> PASSAGE TO READ

Wednesday, 24 June 2015
By Print21

Printing apprentices at the forum in Melbourne, with AMWU`s Lorraine Cassin (l) and PIAA chief Bill Healey (r).

A revamped printing apprenticeship program has struck a chord with digital-savvy young people unwilling to commit to the traditional four-year apprenticeship.

Printing Industries CEO Bill Healey said that 230 apprentices now involved in the federally funded Future Print Apprenticeship Project – a two-year joint venture between Printing Industries and the AMWU – had confirmed the project’s strategy at the recent Future Print Apprentice Forum in Melbourne.

“The most encouraging feedback from students was that they were keen to adopt digital and other new technologies to help meet what they believe is a growing, but changing, demand from clients. The apprentices at the forum agreed that they could see a bright future ahead in the industry and were keen to be part of it. In fact, a number said that they not only wanted to progress in their trade, but also to build a wider career in the industry, working both here and overseas, and ultimately to own their own business. They showed a keen appreciation of the challenges ahead and a real enthusiasm for meeting them,” Healey said.

“The roles of the Future Print advisers in providing support to apprentices and their employers and the work we do with RTOs and employers to increase the level of support was highlighted as being of key importance, and while most apprentices are satisfied, it’s probably an area where things need to improve even more,” he said. “About 230 apprentices are now involved in the training system, with many well on their way to achieving their qualifications.”

Young people unwilling to commit to a set four-year traditional apprenticeship and both trainees and employers were keen to explore alternatives to off-site study blocks which left businesses short-handed and was particularly challenging for students from regional and rural areas, he said.

> RECORD EXTRACTS
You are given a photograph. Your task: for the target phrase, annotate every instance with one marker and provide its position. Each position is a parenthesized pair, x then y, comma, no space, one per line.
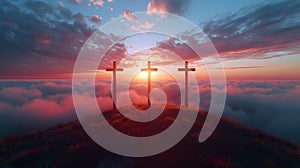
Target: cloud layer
(269,106)
(257,32)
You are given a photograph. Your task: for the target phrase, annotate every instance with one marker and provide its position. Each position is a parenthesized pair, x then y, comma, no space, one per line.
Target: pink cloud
(97,19)
(98,2)
(130,16)
(19,93)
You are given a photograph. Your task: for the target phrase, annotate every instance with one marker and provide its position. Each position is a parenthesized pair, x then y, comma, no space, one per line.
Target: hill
(231,145)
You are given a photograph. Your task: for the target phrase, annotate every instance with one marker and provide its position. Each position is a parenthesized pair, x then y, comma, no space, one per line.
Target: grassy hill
(231,145)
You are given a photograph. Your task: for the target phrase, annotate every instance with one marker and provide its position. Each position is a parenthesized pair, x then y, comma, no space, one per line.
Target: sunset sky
(257,40)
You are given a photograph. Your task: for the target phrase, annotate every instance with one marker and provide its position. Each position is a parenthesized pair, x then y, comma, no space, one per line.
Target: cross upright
(186,69)
(149,69)
(114,69)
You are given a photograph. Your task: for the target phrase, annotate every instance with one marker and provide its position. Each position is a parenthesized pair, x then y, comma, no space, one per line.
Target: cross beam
(186,70)
(114,69)
(149,69)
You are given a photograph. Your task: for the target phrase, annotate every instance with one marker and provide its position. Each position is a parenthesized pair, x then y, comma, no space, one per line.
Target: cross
(149,69)
(114,69)
(186,69)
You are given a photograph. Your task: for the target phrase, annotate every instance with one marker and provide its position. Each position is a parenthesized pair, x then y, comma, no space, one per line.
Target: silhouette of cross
(114,69)
(149,69)
(186,70)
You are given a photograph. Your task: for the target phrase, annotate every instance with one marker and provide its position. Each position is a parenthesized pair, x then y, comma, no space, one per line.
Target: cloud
(270,106)
(98,2)
(97,19)
(179,48)
(257,31)
(75,1)
(42,39)
(130,16)
(144,26)
(177,7)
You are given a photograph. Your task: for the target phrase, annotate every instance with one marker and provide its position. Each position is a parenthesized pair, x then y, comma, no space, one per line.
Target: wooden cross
(186,70)
(149,69)
(114,69)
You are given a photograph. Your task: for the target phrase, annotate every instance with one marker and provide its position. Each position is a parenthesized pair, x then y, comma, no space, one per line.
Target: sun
(143,75)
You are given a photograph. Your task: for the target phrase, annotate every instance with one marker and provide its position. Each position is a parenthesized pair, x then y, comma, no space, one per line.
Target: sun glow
(143,75)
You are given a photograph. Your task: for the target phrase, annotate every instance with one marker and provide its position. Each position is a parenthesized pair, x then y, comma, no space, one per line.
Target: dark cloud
(269,106)
(255,31)
(179,48)
(97,19)
(172,6)
(41,39)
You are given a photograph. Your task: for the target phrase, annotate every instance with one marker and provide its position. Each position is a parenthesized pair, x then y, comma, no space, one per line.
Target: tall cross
(114,69)
(149,69)
(186,69)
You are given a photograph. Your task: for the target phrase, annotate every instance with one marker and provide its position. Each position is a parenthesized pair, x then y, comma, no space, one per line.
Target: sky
(257,40)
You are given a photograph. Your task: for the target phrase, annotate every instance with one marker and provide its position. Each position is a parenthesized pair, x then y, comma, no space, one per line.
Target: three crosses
(114,69)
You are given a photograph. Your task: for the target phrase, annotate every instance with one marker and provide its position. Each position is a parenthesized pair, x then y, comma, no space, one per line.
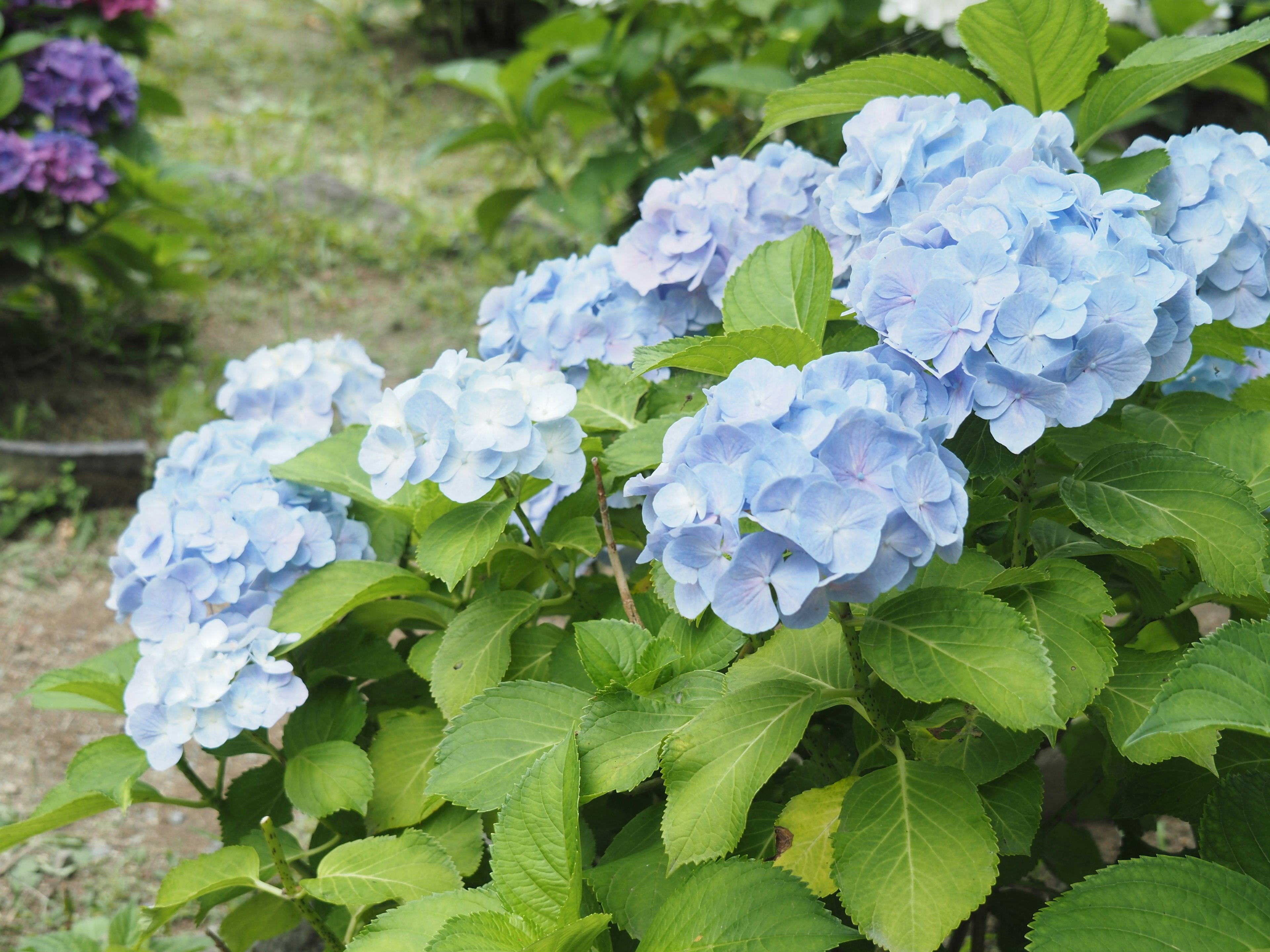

> STATED PROBLEM
Carry the printing apprenticeship article forward from its last paragraph. The rows play no part in what comes next.

> RESPONSE TO THIS EXERCISE
“The first challenge for the industry is to attract new people.  We know that the print and graphic communication sector is experiencing unprecedented change, and that the pace of change is, if anything, likely to accelerate rather than stabilise,” Healey said. “The challenge for us as an industry is to continue to attract, inspire, train and mentor people to take their place in the industry, even as that change is happening all around us.  But we have already seen great improvements through the establishment of this project, which has launched a number of communication and support activities for employers and job seekers via website resources, social media and direct contact with schools, businesses and other key stakeholders.

“This is particularly so with competency based training where apprentices are rewarded for hard work and dedication by being able to advance in their training. They enjoy pay progression as they reach each competency level at their own pace and this has greatly increased motivation and satisfaction.

“With mentors and supervisors identified as having a very large influence over the apprentice’s progress and their job satisfaction, the Future Print Mentoring Program we ran earlier, as well as the recently introduced Future Print Supervisor Training Courses, are clearly going to contribute positively to the ongoing success of industry training,” Healey said.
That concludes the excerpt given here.